- _Extrait à lire_:
------------------------------------------------------------------------
“Le vélo électrique est le seul moyen de déplacement qui peut remplacer la voiture”
Échanger sa voiture contre un vélo électrique, c’est possible chez Fietsen Wildiers. La chaîne anversoise de magasins de vélos connaît une croissance rapide, sous la pression de grands noms comme D’Ieteren et Colruyt. Son expérience, tant dans le secteur de la petite reine que dans celui de l’automobile, est cruciale à cet égard.
Fietsen Wildiers a été créé il y a 85 ans par le grand-père de Tim Wildiers. Il a repris l’entreprise familiale en 1997 et a été l’un des premiers acteurs de notre pays à se consacrer entièrement aux vélos électriques. Il y a trois ans, Wildiers a fait appel au duo Kris Voet et Peter Hermans, spécialistes de l’automobile, comme actionnaires. Un coup de dés gagnant, car depuis leur arrivée, le nombre de magasins Wildiers est passé de deux à neuf. Leur connaissance du secteur automobile doit permettre à Wildiers de continuer à rivaliser avec les chaînes de magasins de vélos reprises par D’Ieteren et Colruyt. Il y a quelques années, Colruyt a racheté la société Fiets ! en perte de vitesse et l’a rebaptisée Bike Republic. Fin 2021, D’Ieteren a acheté la chaîne anversoise iBike. C’est surtout cette dernière opération qui a mis les Bicycles Wildiers sur les dents. La chaîne, qui connaît une croissance rapide, est donc la première du secteur à lancer une campagne de reprise pour les propriétaires de voitures. Wildiers reprend la voiture des automobilistes lorsqu’ils achètent un nouveau vélo électrique. “C’est révolutionnaire. Avec cela, nous allons secouer l’arbre chez les magasins de vélos et les concessionnaires automobiles”, déclare Kris Voet (44), le PDG de Fietsen Wildiers, dans une double interview avec Tim Wildiers (46).
------------------------------------------------------------------------
- _Travail demandé_: D'après l'extrait sur Fietsen Wildiers, en quelle année Tim Wildiers a-t-il repris l'entreprise familiale ?

- _Données disponibles_:
------------------------------------------------------------------------
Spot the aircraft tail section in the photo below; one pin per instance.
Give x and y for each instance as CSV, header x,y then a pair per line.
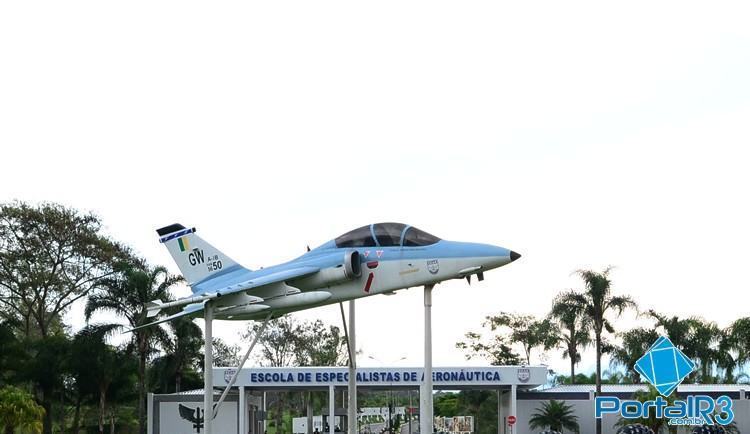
x,y
196,259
------------------------------------------------------------------------
- _Résultat_: En 1997.